### Exercise materials

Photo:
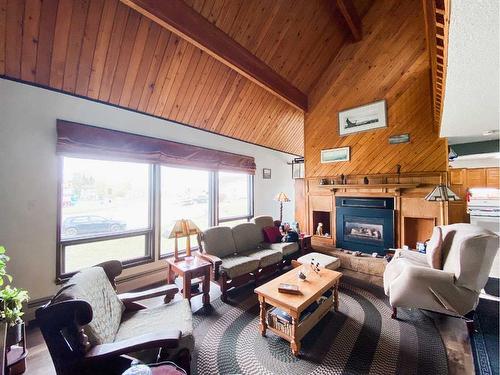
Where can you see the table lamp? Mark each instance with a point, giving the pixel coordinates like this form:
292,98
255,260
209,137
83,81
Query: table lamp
183,228
281,197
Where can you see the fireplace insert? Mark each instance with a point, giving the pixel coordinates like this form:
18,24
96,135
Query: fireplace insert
365,224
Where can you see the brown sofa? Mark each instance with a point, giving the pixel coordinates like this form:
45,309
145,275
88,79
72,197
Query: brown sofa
240,254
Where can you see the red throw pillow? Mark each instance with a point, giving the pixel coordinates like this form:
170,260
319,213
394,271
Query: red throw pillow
272,234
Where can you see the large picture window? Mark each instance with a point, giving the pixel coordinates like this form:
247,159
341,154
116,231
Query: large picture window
235,198
105,213
107,209
185,194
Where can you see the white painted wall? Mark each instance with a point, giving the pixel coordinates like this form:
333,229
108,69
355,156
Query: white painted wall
28,172
471,101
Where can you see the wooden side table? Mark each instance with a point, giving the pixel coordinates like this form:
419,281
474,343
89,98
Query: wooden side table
190,270
305,243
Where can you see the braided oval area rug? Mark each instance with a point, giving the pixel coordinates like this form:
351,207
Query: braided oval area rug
361,338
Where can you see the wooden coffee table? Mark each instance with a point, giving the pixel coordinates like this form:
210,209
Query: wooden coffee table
311,289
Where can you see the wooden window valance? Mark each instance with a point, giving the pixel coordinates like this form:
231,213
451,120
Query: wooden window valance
75,139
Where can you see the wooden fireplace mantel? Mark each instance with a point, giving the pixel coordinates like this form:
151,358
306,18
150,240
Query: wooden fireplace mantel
335,187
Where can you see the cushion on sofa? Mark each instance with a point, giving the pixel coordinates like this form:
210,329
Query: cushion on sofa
218,241
237,265
272,234
286,248
263,221
434,249
266,257
160,318
325,261
92,285
246,237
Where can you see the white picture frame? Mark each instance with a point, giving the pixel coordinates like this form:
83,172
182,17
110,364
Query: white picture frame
335,155
363,118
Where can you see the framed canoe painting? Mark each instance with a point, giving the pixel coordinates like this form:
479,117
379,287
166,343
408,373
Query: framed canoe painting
364,118
335,155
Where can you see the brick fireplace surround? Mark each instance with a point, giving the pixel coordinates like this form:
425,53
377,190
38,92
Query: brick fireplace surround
414,217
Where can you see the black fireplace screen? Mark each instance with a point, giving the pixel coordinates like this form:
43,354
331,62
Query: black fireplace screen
357,228
365,224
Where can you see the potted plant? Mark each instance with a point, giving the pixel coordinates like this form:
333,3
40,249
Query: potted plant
11,304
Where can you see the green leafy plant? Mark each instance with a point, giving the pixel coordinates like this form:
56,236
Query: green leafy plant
3,264
11,299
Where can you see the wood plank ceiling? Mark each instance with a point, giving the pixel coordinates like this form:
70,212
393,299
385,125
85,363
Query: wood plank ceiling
104,50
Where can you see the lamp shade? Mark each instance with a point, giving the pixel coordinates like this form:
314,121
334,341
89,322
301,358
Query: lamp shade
184,228
281,197
441,193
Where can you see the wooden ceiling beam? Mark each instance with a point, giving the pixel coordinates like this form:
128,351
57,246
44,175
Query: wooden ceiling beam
351,17
177,17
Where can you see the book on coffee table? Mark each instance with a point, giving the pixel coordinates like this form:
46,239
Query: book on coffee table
288,288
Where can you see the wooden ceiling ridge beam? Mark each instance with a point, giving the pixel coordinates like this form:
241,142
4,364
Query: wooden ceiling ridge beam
351,17
177,17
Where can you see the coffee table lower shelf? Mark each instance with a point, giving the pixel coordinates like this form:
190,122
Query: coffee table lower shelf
303,327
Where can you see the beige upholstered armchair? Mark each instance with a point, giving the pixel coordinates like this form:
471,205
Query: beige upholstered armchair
467,256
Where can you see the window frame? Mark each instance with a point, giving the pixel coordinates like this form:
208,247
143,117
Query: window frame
149,233
250,206
153,232
194,247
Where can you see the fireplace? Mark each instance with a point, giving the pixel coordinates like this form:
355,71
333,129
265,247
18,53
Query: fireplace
365,224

######

▶ Exercise task:
Write the entries above out again exactly, but not the pictures.

▶ Result of the task:
Photo:
Where can you see the table lamp? Mark each instance with a point, giving the pixel coordinates like this form:
292,98
255,260
209,137
83,81
Query: table lamp
183,228
281,197
Where can you see the fireplace insert? Mark each instance with a point, giving the pixel coordinates like this form:
18,24
96,135
Query: fireplace insert
365,224
Where can you see the brown sofa? Mark each instance with a point, giving the pixel coordinates like this form:
45,309
145,275
88,79
72,197
Query: brown sofa
240,254
Where can you see the red throw pillow? Mark each instance with a point, giving the pixel coordinates like this form:
170,260
319,213
394,271
Query: red throw pillow
272,234
Where can you see the large picture window? Mark each instance with a point, giving the pixel coordinates like this form:
247,159
341,154
116,231
Query: large picture window
235,198
105,213
107,209
185,194
Where can you see the white painted wall? Mark each instance with a point, giving the pixel coordinates like this form:
333,229
108,69
355,156
Query: white painted wall
28,172
471,101
Where can you see the wooden side table? Mark each instance with a point, giving the pixel coordinates like this form:
419,281
474,343
89,98
Query: wooden side table
190,270
305,243
Where can you see the braided oval area rug? Mark each instance with a point, giving the pixel coordinates like this form:
351,207
Query: braided oval area rug
361,338
Where can you see the wooden coffee table? Mark each instance with a point, giving the pixel coordinates like this form:
210,209
Query: wooden coffee table
311,289
Where can you see the wooden window valance? Mark each instance with a point, giving the pixel coordinates like this form:
231,213
451,120
Query: wooden window valance
75,139
Where can you see the wooden fireplace mantel? Mark each instance with a point, giving the pixel coordinates like this form:
151,358
306,18
150,240
Query: wooden fireplace mantel
335,187
Where can you see the cushion on sofa? Mark each instance with a point, giving the pixel coordinates like this form:
210,329
Query: cushion on sofa
218,241
237,265
272,234
286,248
263,221
434,249
266,257
160,318
325,261
92,285
246,237
Where can you see the white picture frame? Mark each instance with a point, giving the pixel coordinates like this form:
83,172
182,17
110,364
Query: white picture frame
335,155
363,118
Where can you see the framed canoe painting? Mark each instance with a point, giving the pixel coordinates like this form:
479,117
379,287
166,343
408,373
Query: framed canoe painting
364,118
335,155
Where can you see the brick fireplace surround? Mark each instance with a point, giving the pixel coordinates like this form:
425,53
377,190
38,92
Query: brick fireplace surround
414,217
Where can you see the black fireplace screen? Mark each instance with a point, giving the pixel coordinates like this form:
43,354
331,62
Query: black fireplace screen
357,228
365,224
Where can you see the potted plant? Mark each instance with a point, giving the pixel coordinates like this form:
333,3
40,249
Query: potted plant
11,304
Where can you see the green leafy plant? Mark each instance with a point, giving the pixel coordinates like this form:
56,236
Query: green leafy plant
3,264
11,299
Where can you see the wood plank ceiling? Mark each instance with a point, giving the pixel coordinates like this form:
70,212
393,299
385,125
85,363
Query: wood plank ceiling
104,50
Where can you see the lamp shade? Mark each instance with a point, giving the pixel coordinates like this form:
314,121
334,341
89,322
301,358
Query: lamp shade
184,228
281,197
441,193
Where can you see the wooden ceiling beam? Mark each instance with a point, giving the pixel coordinates like this form:
128,351
57,246
44,175
Query: wooden ceiling beam
351,17
177,17
Where can you see the book on coffee table? Mark each instance with a point, giving the pixel coordinates like this form:
46,239
Query: book on coffee table
288,288
Where can you see the wooden ceiling ridge beam? Mark each instance with a point, giving the pixel coordinates like this form:
241,142
4,364
Query: wooden ceiling ridge beam
351,17
177,17
Where can you see the coffee table lower shelf? Mark each instance with a point, giving the pixel coordinates like this form:
190,122
Query: coffee table lower shelf
303,327
Where can you see the beige upholstered armchair? Mark each instance with a point, giving the pixel coordinates like this form:
471,205
Query: beige upholstered armchair
467,256
Where can you see the window frame? Mark each instance with a point, giving the pixel coordinates like this form:
208,247
143,117
Query: window frame
149,233
250,206
153,232
194,247
Where can you see the fireplace? Mark each instance with a point, giving the pixel coordinates like this form:
355,71
333,129
265,247
18,53
Query: fireplace
365,224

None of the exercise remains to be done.